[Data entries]
★ ★ ★ ★ ★ ★ ★
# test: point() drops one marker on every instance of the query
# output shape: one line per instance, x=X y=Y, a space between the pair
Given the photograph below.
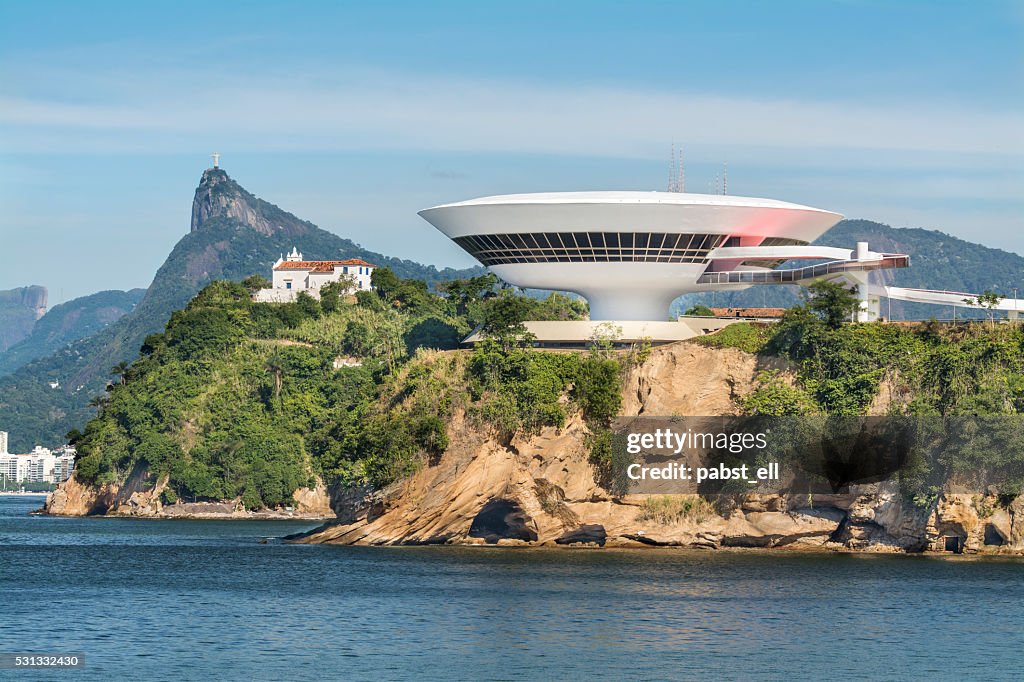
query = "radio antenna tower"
x=672 y=167
x=681 y=176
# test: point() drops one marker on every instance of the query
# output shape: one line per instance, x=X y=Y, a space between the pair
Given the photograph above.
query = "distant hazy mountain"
x=937 y=261
x=70 y=322
x=233 y=235
x=19 y=308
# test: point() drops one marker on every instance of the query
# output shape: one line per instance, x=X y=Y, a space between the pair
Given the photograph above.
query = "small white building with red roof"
x=292 y=273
★ ★ ★ ★ ★ ★ ★
Write out every line above again exactly, with the pictures left out.

TASK RESPONSE:
# test: point() drops one marker on every instance of the query
# output shape: one line per instance, x=X y=Y, a space between the pair
Given the photograph below.
query = "radio antenna tower"
x=672 y=167
x=681 y=176
# test: point() drops one marker on every instance of the query
# output shape: one line per instance, x=X y=Y, a space between the pair
Given the photograph above.
query = "distant hazy mountain"
x=937 y=261
x=70 y=322
x=233 y=235
x=19 y=308
# test: point() drops one marker on every instance of the query
# output shape: one line per instance, x=X y=Y, a space between the pair
Given the photograph above.
query = "small white building with red roof"
x=292 y=273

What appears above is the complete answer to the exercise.